• **WHAT YOU ARE ASKED TO DO**
All lines from the one holding "One point belongs on each instance of the roadside" down to the last line of the entries are to be reproduced exactly, with no other lines.

(Stored data entries)
^^^^^^^^^^^^^^^^

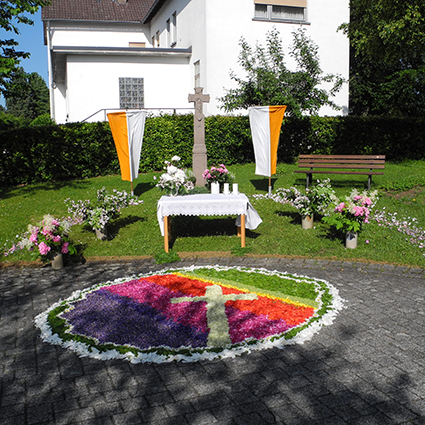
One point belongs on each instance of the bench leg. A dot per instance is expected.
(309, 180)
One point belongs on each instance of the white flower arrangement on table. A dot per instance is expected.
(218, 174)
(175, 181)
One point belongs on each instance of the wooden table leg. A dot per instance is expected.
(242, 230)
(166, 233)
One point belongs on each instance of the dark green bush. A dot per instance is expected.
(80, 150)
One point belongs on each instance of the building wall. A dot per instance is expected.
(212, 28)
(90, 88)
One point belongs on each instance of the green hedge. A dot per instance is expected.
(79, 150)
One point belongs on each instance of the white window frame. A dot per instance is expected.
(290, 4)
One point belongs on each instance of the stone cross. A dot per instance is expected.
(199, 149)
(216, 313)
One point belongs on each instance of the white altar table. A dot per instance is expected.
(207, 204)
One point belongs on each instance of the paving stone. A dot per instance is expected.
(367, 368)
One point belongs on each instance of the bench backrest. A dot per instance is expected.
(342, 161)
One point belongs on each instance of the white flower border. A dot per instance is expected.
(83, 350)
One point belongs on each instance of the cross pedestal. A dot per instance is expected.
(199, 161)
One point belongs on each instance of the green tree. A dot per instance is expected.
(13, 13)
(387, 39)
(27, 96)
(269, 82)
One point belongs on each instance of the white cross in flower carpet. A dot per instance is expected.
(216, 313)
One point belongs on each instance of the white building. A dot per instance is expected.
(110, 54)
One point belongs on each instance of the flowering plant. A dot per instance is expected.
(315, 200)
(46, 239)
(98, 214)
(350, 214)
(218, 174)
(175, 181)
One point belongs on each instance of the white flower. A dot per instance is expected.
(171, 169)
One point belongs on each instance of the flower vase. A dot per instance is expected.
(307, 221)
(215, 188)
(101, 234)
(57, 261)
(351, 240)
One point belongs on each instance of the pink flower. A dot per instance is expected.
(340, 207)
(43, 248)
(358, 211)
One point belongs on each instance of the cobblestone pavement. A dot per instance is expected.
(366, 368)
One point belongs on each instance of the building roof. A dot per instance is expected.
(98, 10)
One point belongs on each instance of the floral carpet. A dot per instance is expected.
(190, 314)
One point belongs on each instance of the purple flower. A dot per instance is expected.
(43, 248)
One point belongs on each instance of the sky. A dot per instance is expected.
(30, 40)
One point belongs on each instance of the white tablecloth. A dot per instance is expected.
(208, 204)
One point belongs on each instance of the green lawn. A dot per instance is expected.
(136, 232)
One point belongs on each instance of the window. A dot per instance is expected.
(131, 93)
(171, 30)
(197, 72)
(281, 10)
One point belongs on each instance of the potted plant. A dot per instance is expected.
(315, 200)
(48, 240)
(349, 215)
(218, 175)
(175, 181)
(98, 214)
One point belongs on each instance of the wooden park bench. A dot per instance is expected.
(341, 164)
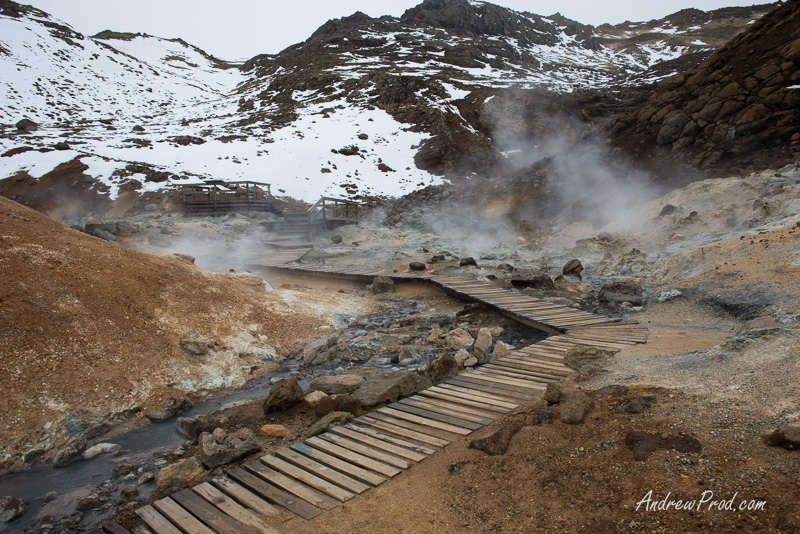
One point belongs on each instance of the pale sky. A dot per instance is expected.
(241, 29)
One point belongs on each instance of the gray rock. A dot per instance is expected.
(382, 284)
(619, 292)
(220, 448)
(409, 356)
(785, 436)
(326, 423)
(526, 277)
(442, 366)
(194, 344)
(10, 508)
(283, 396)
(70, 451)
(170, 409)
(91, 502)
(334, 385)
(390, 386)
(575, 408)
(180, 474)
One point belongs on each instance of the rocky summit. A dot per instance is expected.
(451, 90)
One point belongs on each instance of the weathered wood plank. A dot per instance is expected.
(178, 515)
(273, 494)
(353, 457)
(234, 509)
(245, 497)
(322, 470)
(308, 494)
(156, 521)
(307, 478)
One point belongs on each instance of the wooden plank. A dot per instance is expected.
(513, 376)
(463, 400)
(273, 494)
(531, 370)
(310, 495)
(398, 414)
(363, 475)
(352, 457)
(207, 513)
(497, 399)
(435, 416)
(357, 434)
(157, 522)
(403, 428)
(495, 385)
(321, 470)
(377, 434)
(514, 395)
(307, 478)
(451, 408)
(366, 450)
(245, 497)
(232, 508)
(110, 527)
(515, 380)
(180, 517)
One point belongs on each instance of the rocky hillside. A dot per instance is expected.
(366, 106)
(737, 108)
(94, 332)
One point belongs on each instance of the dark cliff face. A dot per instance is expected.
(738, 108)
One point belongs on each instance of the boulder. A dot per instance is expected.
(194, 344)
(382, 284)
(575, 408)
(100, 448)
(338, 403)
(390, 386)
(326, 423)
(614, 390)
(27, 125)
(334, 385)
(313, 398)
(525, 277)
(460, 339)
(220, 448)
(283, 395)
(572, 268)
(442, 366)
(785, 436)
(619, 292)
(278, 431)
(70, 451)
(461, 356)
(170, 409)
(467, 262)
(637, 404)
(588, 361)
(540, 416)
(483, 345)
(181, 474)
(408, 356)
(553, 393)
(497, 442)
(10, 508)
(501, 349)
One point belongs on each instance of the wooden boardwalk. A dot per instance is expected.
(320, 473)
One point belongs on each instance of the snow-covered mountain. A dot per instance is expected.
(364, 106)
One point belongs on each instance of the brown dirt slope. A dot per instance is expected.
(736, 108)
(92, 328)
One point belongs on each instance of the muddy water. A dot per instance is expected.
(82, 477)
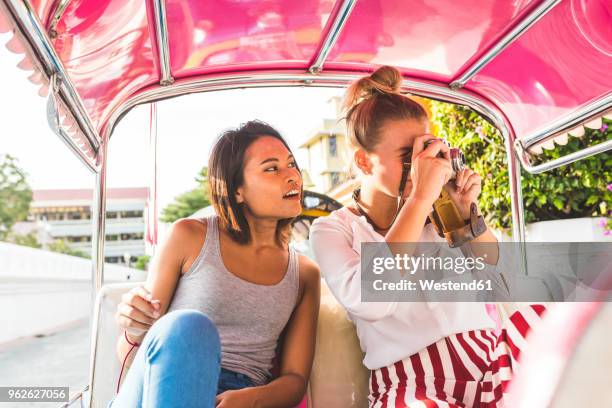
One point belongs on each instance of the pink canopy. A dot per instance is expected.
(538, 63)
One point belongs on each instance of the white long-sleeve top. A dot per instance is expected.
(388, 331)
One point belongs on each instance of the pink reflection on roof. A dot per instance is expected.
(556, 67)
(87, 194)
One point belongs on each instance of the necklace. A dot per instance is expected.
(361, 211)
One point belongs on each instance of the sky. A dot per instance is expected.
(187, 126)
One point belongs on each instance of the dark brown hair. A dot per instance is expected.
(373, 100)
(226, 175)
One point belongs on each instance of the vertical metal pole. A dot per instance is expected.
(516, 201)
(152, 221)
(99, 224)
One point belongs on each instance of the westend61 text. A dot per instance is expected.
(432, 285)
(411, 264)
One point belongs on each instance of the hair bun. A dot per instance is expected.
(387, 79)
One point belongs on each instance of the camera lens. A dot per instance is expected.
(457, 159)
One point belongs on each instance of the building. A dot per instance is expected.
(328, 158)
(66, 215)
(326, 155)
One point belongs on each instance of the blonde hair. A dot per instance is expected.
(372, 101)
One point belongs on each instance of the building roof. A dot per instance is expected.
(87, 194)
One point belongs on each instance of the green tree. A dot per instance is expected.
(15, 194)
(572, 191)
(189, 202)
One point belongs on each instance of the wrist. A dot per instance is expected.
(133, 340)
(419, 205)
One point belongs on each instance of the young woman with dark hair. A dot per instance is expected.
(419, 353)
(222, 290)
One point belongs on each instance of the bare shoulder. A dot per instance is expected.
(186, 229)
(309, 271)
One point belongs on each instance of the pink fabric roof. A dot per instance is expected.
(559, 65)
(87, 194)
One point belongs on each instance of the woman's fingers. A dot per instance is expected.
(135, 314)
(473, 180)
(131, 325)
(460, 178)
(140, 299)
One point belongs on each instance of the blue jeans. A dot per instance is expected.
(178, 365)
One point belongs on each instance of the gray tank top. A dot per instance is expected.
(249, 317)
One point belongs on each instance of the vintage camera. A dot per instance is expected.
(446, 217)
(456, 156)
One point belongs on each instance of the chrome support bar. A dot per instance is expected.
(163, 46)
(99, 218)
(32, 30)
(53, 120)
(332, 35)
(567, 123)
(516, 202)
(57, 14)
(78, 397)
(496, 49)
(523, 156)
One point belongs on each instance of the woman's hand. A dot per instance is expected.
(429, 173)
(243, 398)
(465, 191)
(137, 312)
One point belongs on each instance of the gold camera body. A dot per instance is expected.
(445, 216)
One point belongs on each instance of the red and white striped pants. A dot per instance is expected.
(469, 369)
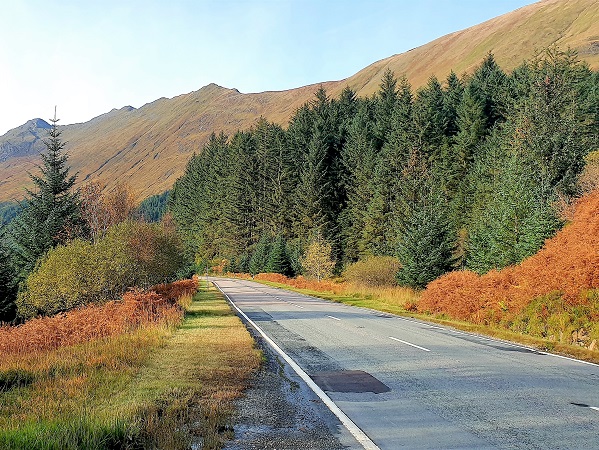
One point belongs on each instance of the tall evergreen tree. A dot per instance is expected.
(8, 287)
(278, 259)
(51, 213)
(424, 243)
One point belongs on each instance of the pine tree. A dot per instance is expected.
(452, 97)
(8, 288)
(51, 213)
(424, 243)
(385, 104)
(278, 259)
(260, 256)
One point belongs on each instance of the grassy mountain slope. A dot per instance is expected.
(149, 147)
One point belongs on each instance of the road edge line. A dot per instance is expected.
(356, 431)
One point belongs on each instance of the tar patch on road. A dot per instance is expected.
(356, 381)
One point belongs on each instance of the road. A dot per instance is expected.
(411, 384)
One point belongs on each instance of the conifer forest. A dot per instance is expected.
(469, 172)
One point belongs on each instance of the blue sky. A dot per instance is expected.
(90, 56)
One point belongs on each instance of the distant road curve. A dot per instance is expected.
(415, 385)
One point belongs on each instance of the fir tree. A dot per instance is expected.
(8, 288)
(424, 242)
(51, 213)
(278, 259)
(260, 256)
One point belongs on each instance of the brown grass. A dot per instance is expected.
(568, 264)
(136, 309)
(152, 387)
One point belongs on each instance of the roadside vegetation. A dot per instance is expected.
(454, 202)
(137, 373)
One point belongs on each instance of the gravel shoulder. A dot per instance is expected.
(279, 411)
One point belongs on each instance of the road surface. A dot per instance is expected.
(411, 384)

^^^^^^^^^^^^^^^^

• **EXERCISE SOLUTION**
One point belongs on each instance of the roadside vegetation. A dot per instance is expected.
(454, 202)
(137, 373)
One point belongs on each instance of the gravel shoulder. A dot per instance is expected.
(279, 411)
One point belongs on each instance of the road surface. A dot per instance is expected.
(411, 384)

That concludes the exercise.